═══ Extracted text

Dirección para correspondencia


Abstract

Bibliometric studies have found that male researchers have their greatest productivity around the age of 40, that female researchers produce less than their male colleagues, that incentives for collaboration are slow to affect productivity and that, just like humans, research institutes become larger, less productive, more expensive to maintain and less able to raise money as they grow old. Almost invariably, these conclusions come from statistical studies of large numbers of European and American scientists, and there are practically no studies about tropical researchers. We present an in-depth analysis of the productivity of an internationally recognized tropical botanist and conservationist, Luis Diego Gómez Pignataro, based on the totality of his published work and on our own knowledge, as co-workers and friends, of the life frame in which that scientific output was produced. His life output departs from the expected pattern in that he had the highest productivity before reaching the expected peak productivity age, and that when he reached it his productivity fell and never recovered. Furthermore, marriage did not produce the expected fall in productivity. A close analysis of his life indicates that in the middle of his career he switched to intense teaching and conservation activities, and this better explains why his output of scientific research articles was low afterwards. This switch may occur in other tropical scientists. Rev. Biol. Trop. 58 (4): 1093-1114. Epub 2010 December 01.

══════

Tasks:
1. According to the abstract on the productivity of the tropical botanist, what have bibliometric studies found? List each finding.
2. Carry the abstract on the tropical botanist's scientific productivity forward from where it stops.

═══ Material

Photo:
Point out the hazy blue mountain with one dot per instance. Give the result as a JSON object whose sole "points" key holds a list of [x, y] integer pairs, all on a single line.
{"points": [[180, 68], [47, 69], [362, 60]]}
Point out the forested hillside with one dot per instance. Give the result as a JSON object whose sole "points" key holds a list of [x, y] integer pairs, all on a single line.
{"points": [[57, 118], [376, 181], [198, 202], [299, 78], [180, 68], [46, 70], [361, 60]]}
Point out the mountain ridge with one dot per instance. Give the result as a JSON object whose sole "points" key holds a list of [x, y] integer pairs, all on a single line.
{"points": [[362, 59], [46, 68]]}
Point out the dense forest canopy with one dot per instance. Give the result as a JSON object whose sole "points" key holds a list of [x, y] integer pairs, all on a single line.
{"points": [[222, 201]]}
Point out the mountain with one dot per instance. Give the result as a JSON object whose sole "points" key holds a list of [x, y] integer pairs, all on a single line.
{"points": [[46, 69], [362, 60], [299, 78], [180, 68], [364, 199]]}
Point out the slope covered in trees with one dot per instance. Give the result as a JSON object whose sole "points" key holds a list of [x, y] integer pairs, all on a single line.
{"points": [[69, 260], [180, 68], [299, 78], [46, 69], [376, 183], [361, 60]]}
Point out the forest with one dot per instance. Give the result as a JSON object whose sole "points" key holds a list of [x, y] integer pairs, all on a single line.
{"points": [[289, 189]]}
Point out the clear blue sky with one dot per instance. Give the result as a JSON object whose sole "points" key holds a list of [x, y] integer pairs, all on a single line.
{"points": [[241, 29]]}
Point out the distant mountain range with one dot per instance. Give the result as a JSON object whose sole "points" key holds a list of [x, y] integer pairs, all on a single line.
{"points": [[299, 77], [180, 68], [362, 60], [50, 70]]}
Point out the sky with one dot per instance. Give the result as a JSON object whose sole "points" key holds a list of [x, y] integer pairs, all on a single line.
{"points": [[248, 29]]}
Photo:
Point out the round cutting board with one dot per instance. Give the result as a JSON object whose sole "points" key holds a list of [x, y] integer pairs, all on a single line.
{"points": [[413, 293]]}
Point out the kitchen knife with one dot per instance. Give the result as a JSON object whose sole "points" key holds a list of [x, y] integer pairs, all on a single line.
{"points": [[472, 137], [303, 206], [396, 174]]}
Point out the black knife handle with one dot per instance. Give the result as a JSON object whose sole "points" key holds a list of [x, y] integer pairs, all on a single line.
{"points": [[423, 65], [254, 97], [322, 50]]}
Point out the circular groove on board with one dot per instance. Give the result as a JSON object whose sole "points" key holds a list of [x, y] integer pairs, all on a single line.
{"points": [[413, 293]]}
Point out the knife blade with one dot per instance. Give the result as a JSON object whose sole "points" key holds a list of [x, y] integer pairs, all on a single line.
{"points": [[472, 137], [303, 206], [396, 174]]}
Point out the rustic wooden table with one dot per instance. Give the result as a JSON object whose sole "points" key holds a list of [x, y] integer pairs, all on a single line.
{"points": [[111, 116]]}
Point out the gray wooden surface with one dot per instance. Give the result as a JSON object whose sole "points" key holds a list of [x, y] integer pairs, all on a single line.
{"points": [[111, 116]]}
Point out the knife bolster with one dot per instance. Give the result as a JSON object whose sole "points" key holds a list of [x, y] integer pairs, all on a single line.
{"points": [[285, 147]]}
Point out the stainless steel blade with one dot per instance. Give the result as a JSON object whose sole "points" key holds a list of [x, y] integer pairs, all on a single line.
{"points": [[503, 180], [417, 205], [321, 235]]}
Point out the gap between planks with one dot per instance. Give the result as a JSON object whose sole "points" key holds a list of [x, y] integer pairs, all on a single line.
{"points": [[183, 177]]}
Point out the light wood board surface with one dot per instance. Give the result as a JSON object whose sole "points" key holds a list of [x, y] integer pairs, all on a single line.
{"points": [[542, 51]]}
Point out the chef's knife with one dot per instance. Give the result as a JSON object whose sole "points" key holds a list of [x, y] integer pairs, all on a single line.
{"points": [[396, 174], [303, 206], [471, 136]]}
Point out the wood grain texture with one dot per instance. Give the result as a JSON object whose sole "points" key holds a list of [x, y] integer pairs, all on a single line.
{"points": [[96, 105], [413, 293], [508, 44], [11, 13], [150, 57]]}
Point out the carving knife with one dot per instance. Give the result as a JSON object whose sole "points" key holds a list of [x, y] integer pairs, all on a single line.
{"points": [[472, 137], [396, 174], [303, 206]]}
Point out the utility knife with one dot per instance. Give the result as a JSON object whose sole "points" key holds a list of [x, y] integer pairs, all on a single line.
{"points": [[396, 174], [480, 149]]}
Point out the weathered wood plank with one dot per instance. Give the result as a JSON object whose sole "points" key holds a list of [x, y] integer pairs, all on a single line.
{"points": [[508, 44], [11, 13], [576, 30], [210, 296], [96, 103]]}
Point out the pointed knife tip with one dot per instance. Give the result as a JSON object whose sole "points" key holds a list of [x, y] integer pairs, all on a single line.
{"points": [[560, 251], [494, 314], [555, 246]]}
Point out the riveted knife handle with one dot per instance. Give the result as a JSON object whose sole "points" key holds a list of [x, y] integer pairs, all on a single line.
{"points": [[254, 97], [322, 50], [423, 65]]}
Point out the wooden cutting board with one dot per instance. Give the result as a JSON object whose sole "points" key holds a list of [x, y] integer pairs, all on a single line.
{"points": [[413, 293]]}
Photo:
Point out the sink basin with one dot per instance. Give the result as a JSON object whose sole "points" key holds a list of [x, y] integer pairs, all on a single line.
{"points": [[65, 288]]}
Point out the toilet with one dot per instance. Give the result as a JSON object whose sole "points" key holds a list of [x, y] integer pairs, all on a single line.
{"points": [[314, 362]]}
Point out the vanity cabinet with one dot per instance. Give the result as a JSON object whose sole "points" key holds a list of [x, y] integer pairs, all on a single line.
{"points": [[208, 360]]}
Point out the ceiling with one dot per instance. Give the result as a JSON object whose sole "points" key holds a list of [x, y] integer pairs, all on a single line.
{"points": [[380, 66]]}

══════

Answers in order:
1.
- Male researchers have their greatest productivity around the age of 40.
- Female researchers produce less than their male colleagues.
- Incentives for collaboration are slow to affect productivity.
- Research institutes become larger, less productive, more expensive to maintain and less able to raise money as they grow old.

2.
Key words: bibliometry, productivity, differences among tropical and temperate scientists, science in "developing countries", conservation and science.

Resumen

Los estudios bibliométricos han encontrado que los investigadores de sexo masculino tienen su mayor productividad aproximadamente a los 40 años; que las investigadoras producen menos que sus colegas masculinos, que los incentivos para la colaboración tardan en aumentar la productividad y que, al igual que los seres humanos, los institutos de investigación se hacen más grandes, menos productivos, más costosos y menos capaces de recaudar dinero a medida que envejecen. Casi siempre, estas conclusiones provienen de estudios de un gran número de científicos europeos y estadounidenses, y prácticamente no hay estudios sobre los investigadores tropicales. Aquí presentamos un análisis detallado de la productividad de un botánico y conservacionista tropical reconocido internacionalmente, Luis Diego Gómez Pignataro, basado en la totalidad de su obra publicada y en nuestro propio conocimiento de su vida como compañeros de trabajo y amigos. Su vida se aparta del patrón esperado en que tuvo su mayor productividad en los primeros 20 años de carrera y produjo comparativamente poco en los siguientes 20 años. Además, el matrimonio no produjo el descenso esperado en su productividad. Justo a la mitad de su carrera se dedicó intensamente a actividades de enseñanza y conservación, lo que explica esa baja en su producción. Este patrón podría darse en otros científicos tropicales.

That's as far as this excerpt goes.